◆ **Data extract**:
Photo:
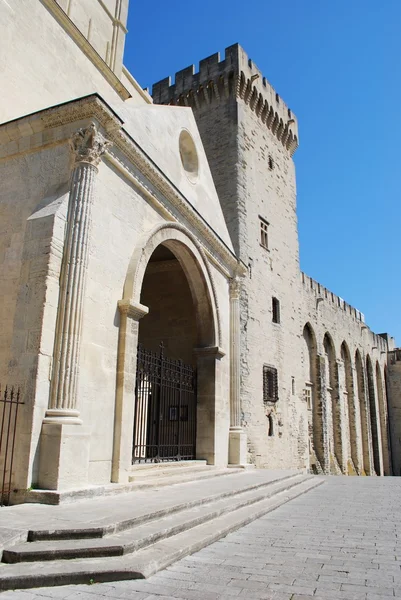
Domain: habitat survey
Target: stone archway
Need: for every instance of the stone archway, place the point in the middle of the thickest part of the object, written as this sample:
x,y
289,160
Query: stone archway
x,y
313,401
360,378
383,418
333,401
374,421
350,405
173,242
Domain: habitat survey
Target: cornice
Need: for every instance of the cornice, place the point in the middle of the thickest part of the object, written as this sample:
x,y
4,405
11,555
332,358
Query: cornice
x,y
162,266
45,128
86,47
132,310
141,161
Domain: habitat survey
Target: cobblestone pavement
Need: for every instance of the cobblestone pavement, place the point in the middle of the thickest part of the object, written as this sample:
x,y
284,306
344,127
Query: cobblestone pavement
x,y
342,540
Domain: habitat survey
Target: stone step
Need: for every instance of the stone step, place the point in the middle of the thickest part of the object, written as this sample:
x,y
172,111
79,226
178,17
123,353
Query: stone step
x,y
145,562
175,476
144,534
140,474
170,465
239,484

◆ **Task objective**:
Every line above should be returned word for word, with the pictures left behind.

◆ **Your response**:
Photo:
Domain: habitat survey
Target: stone archway
Need: for every instance of the stone archway, place the point in the middle of the thickest part of the object, written as this sample:
x,y
289,160
Query: stone archway
x,y
313,401
360,378
383,418
333,401
374,421
350,405
173,242
Domain: habitat survey
Target: cornice
Need: for every instance of the cornice, place the point in the middle of the thickest part of the object, written as this sample:
x,y
4,405
11,555
332,358
Query: cornice
x,y
162,266
45,128
86,47
132,310
141,161
Domain: habitat survey
Target: cobblestone pavement
Need: for every instance of the cobblestone pavement, place the point in the middle of the thickest part of the object, written as this sample:
x,y
284,306
344,127
Query: cobblestone pavement
x,y
342,540
Domain: habitat survey
Target: stone step
Need: for every instance of the stone step, place the point in the middle of the thickest part of the object, written as this sample:
x,y
172,111
79,226
178,17
123,353
Query: stone step
x,y
145,562
175,476
144,534
140,474
170,465
239,484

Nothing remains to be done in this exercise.